WORK ORDER:
Down to the last line, set down the material below exactly; skip the pictures.

Start of Block

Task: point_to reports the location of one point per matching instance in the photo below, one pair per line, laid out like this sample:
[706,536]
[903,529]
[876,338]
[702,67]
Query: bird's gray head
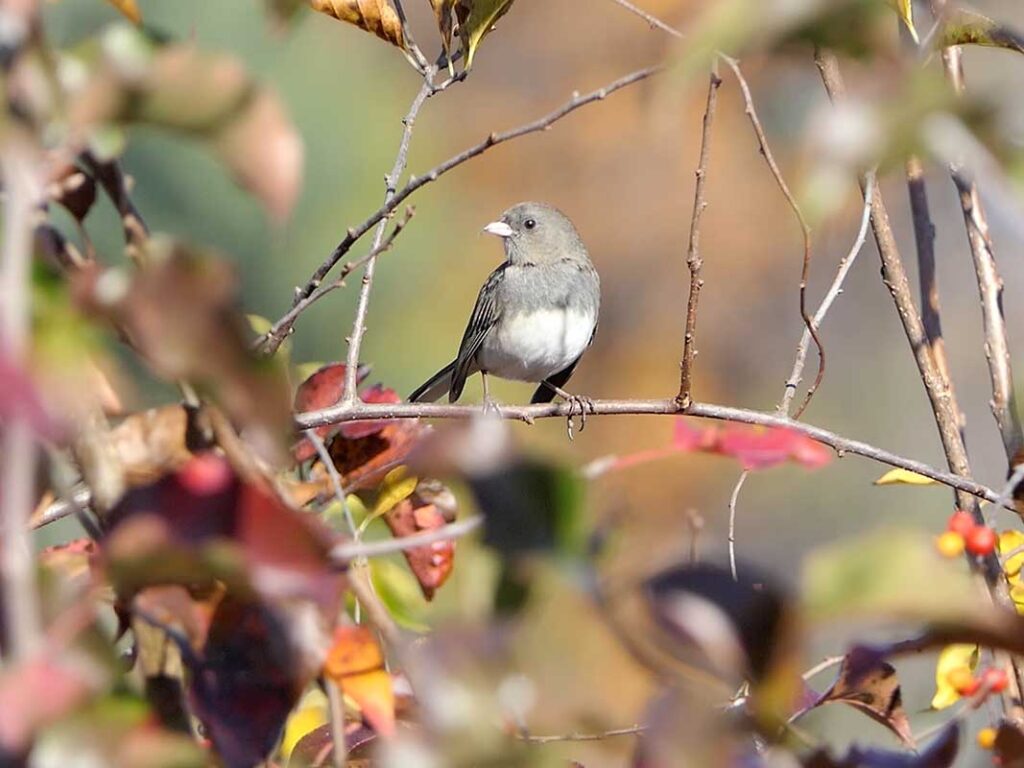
[537,233]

End of Block

TASK SOLUTION:
Task: point_to reports the location of one point per matching instance in the photo below, one pair per line, laid out like this sample:
[706,536]
[903,529]
[876,338]
[702,67]
Query: bird's gray head
[537,233]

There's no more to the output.